AIM: From the AFA passage below, copy the part that begins at the words "Paul Cambria, lawyer" and stops after "in Biloxi, Mississippi.", word for word.

PAGE TEXT:
★ ★ ★ ★

Paul Cambria, lawyer for rock band Marilyn Manson, sent a cease and desist letter to AFA on April 25, 1997, in response to allegations published in the AFA Journal that Manson encouraged audience members to engage in sexual and violent acts in its concerts. AFA Journal relied on testimony by two anonymous claimed teenage concertgoers. The allegations were independently proven to be false. Wildmon responded that his organization as a whole was not responsible, but rather the AFA's Gulf Coast chapter in Biloxi, Mississippi.

===Hate group listing===
The Southern Poverty Law Center (SPLC), in a 2005 report, stated that the AFA, along with other groups, engaged in hate speech to "help drive the religious right's anti-gay crusade". Mark Potok of the SPLC identified 2003's Lawrence v. Texas as a critical turning point, in which the United States Supreme Court invalidated Texas's anti-sodomy laws. Subsequently, the Christian right invested millions in advertisements and briefings for Christian pastors, coordinated by activists like born-again Christian David Lane. Lane helped AFA put mixed-sex constitutional opposite-sex marriage amendments on the ballots of 13 states.

In November 2010, the SPLC changed its listing of AFA from a group that used hate speech to the more serious one of being designated a hate group. Potok said that the AFA's "propagation of known falsehoods and demonizing propaganda" was the basis for the change.

★ ★ ★ ★

PROVIDED RECORDS:
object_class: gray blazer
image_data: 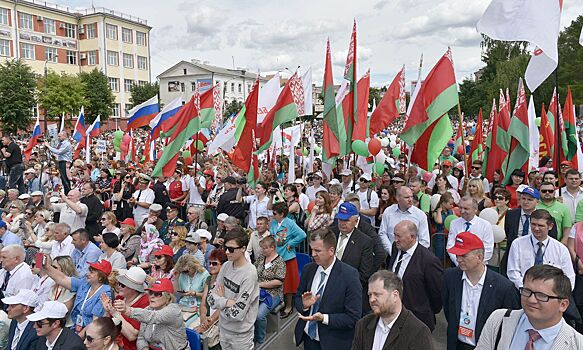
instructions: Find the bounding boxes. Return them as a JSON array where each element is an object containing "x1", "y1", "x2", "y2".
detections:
[{"x1": 476, "y1": 309, "x2": 583, "y2": 350}]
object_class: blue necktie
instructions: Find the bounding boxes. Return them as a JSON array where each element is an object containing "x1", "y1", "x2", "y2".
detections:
[
  {"x1": 308, "y1": 271, "x2": 326, "y2": 339},
  {"x1": 522, "y1": 214, "x2": 530, "y2": 236}
]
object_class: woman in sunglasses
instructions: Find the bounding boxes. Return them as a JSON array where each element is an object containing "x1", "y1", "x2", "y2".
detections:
[{"x1": 113, "y1": 278, "x2": 188, "y2": 350}]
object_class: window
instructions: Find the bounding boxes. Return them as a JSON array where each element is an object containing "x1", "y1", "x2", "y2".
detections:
[
  {"x1": 20, "y1": 43, "x2": 34, "y2": 60},
  {"x1": 0, "y1": 39, "x2": 10, "y2": 56},
  {"x1": 45, "y1": 47, "x2": 57, "y2": 63},
  {"x1": 107, "y1": 51, "x2": 119, "y2": 66},
  {"x1": 87, "y1": 23, "x2": 97, "y2": 39},
  {"x1": 67, "y1": 50, "x2": 77, "y2": 64},
  {"x1": 20, "y1": 12, "x2": 34, "y2": 30},
  {"x1": 123, "y1": 79, "x2": 134, "y2": 91},
  {"x1": 0, "y1": 7, "x2": 10, "y2": 26},
  {"x1": 138, "y1": 56, "x2": 148, "y2": 70},
  {"x1": 121, "y1": 28, "x2": 134, "y2": 44},
  {"x1": 123, "y1": 53, "x2": 134, "y2": 68},
  {"x1": 43, "y1": 18, "x2": 56, "y2": 35},
  {"x1": 136, "y1": 32, "x2": 146, "y2": 46},
  {"x1": 105, "y1": 24, "x2": 117, "y2": 40},
  {"x1": 87, "y1": 51, "x2": 97, "y2": 66},
  {"x1": 65, "y1": 23, "x2": 77, "y2": 39},
  {"x1": 107, "y1": 78, "x2": 119, "y2": 92}
]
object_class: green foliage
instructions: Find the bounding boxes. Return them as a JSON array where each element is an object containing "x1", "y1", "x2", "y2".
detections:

★ ★ ★ ★

SOLUTION TO THE PROBLEM:
Paul Cambria, lawyer for rock band Marilyn Manson, sent a cease and desist letter to AFA on April 25, 1997, in response to allegations published in the AFA Journal that Manson encouraged audience members to engage in sexual and violent acts in its concerts. AFA Journal relied on testimony by two anonymous claimed teenage concertgoers. The allegations were independently proven to be false. Wildmon responded that his organization as a whole was not responsible, but rather the AFA's Gulf Coast chapter in Biloxi, Mississippi.